> [INFORMATION SHOWN]

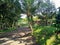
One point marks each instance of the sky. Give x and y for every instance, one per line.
x=56, y=2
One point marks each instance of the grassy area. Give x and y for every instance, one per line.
x=46, y=35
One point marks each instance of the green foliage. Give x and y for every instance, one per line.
x=45, y=35
x=9, y=13
x=58, y=19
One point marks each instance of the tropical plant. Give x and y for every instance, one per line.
x=9, y=13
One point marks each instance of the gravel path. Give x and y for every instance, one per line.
x=21, y=36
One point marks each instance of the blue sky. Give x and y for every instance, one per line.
x=57, y=3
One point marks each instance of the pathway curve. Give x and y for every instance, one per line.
x=21, y=36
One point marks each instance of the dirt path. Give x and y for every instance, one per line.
x=21, y=36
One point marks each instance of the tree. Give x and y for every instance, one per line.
x=47, y=10
x=9, y=13
x=29, y=7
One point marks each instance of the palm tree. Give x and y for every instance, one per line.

> [AIM OF THE TASK]
Starting from the line containing "One point marks each instance of the dirt", repeat each line through the end of the entries, exactly.

> [YOUR SOLUTION]
One point marks each instance of the dirt path. Give x and y for every instance, one per line.
x=21, y=36
One point marks each instance of the tree. Give x and y for every instance, one per line.
x=47, y=10
x=9, y=13
x=29, y=7
One point marks each instance of the palm tree. Give x and y for every instance, one per line.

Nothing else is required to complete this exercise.